(Work required) Copy the lines of the material below exactly, starting with the line that contains "Would you mind pinning the highway" and continuing through the last line of the material.

-- start of Input material --

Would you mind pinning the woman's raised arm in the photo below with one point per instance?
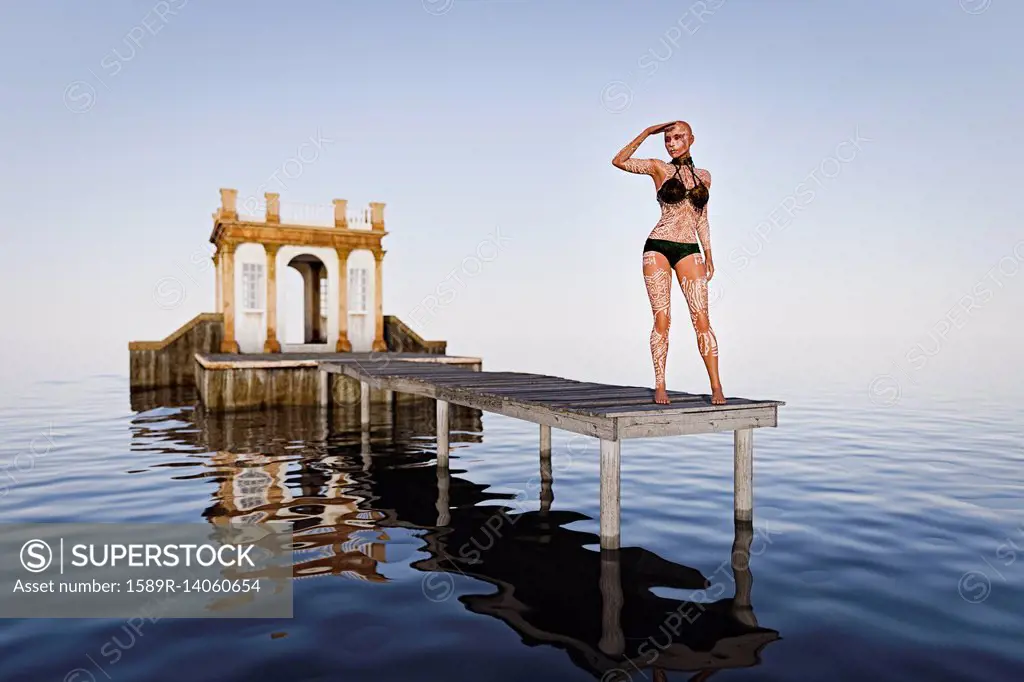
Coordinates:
(624, 159)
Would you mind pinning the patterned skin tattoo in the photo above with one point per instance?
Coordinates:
(679, 222)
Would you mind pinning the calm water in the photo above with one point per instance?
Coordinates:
(888, 544)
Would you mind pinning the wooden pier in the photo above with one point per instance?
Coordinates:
(606, 412)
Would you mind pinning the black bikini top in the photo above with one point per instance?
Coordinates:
(675, 190)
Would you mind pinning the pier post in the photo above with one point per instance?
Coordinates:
(365, 403)
(742, 456)
(442, 433)
(443, 507)
(324, 388)
(547, 494)
(609, 494)
(740, 560)
(366, 451)
(612, 640)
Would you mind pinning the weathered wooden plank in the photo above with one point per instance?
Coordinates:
(442, 433)
(668, 410)
(702, 422)
(610, 450)
(637, 396)
(511, 385)
(592, 426)
(624, 401)
(742, 462)
(555, 389)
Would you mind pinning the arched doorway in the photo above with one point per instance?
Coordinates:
(311, 291)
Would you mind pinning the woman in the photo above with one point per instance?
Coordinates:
(682, 194)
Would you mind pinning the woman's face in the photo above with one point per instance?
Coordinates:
(678, 139)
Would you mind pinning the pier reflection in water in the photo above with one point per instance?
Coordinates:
(344, 488)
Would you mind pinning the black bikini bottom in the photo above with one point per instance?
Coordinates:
(674, 251)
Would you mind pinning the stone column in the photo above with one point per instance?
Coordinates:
(272, 207)
(343, 345)
(377, 215)
(227, 344)
(271, 345)
(216, 282)
(341, 213)
(228, 204)
(379, 344)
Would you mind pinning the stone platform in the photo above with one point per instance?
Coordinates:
(228, 382)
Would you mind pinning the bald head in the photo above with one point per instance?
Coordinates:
(678, 138)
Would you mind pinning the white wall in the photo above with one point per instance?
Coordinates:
(250, 328)
(360, 328)
(330, 259)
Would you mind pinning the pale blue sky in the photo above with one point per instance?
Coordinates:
(468, 117)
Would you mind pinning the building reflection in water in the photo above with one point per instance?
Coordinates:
(344, 489)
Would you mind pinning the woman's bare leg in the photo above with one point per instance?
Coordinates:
(657, 276)
(693, 281)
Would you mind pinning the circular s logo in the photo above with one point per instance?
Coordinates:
(36, 556)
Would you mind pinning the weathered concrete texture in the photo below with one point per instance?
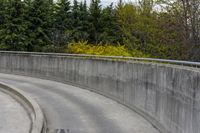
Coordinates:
(167, 96)
(13, 117)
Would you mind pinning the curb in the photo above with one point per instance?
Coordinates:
(38, 123)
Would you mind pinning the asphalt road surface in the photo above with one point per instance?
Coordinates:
(70, 109)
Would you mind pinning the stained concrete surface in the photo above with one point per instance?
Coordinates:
(70, 109)
(13, 117)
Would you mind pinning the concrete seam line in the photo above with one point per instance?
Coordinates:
(33, 109)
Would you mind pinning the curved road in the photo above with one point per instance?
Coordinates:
(69, 109)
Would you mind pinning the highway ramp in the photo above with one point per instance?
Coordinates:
(70, 109)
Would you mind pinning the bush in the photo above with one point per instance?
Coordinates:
(100, 49)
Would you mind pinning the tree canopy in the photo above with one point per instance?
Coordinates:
(157, 28)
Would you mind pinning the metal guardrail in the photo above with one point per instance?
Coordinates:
(177, 62)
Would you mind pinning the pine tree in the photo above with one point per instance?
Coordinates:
(62, 23)
(110, 30)
(13, 25)
(39, 16)
(95, 17)
(84, 22)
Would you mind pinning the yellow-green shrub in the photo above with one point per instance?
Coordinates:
(100, 49)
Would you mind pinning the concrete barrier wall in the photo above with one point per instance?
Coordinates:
(168, 96)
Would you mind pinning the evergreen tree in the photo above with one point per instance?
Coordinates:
(110, 33)
(62, 23)
(13, 25)
(39, 16)
(83, 22)
(95, 21)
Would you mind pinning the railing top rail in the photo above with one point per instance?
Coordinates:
(178, 62)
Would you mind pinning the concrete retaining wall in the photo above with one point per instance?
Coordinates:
(38, 123)
(168, 96)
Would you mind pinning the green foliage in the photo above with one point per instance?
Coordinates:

-- end of Input material --

(Full answer)
Would you mind pinning the highway ramp in the photo above with one point per instance?
Coordinates:
(70, 109)
Would you mind pinning the bush in the photo above with one point per instance?
Coordinates:
(100, 49)
Would you mind pinning the tree canopy in the photo above with one point per instance?
Coordinates:
(157, 28)
Would you mind pinning the metal guardrail in the photo above with one point per instance?
Coordinates:
(177, 62)
Would you mind pinning the pine tree in the photo above with one point per instance?
Coordinates:
(62, 23)
(110, 30)
(13, 25)
(39, 16)
(95, 17)
(84, 22)
Would you mind pinning the yellow-green shrub in the photo above with one point per instance?
Coordinates:
(100, 49)
Would you mind pinning the concrete barrier wall in the photo above with one point per instance?
Coordinates:
(168, 96)
Would you mind pinning the evergreen tree in the photo above with one point per instance?
Coordinates:
(110, 33)
(62, 23)
(13, 25)
(39, 16)
(83, 22)
(95, 21)
Would you mind pinning the railing top rail in the photo above with one point per instance?
Coordinates:
(178, 62)
Would you mind pinning the concrete retaining wall in the photo above with one point per instance?
Coordinates:
(38, 123)
(168, 96)
Would you mind pinning the green foliage in the photo above with one point per instance?
Coordinates:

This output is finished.